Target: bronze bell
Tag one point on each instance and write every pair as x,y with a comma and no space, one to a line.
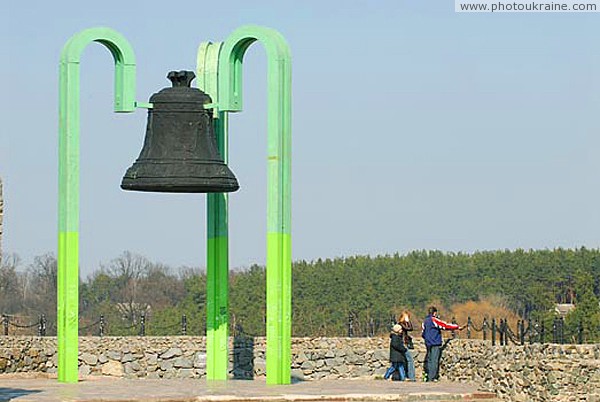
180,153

........

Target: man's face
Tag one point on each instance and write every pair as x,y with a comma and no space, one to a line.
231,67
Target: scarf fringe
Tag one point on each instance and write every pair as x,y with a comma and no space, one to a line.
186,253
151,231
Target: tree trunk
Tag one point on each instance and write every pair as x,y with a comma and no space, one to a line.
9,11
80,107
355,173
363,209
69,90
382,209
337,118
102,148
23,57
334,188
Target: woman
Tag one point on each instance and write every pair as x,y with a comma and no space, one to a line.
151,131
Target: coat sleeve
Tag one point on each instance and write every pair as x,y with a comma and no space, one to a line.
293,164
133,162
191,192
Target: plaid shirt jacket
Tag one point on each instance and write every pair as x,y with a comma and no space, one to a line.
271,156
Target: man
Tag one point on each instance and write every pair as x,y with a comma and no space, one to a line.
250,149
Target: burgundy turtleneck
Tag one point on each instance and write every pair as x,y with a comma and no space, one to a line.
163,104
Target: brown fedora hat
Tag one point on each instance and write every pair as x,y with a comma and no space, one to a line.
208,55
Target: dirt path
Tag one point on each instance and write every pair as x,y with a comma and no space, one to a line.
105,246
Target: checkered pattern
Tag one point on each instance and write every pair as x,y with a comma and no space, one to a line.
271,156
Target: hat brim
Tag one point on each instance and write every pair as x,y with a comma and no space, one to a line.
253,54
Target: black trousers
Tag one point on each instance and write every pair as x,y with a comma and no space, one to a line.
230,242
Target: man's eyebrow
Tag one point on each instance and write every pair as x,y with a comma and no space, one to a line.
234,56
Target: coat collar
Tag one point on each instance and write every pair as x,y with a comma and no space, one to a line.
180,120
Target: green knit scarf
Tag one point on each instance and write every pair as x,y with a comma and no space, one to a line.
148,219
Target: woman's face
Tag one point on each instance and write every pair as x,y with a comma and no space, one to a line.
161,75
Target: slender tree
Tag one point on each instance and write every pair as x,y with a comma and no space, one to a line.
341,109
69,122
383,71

........

Find each line in the records that contains the word "scarf" and copy those lines.

Target: scarf fringe
Target: green knit scarf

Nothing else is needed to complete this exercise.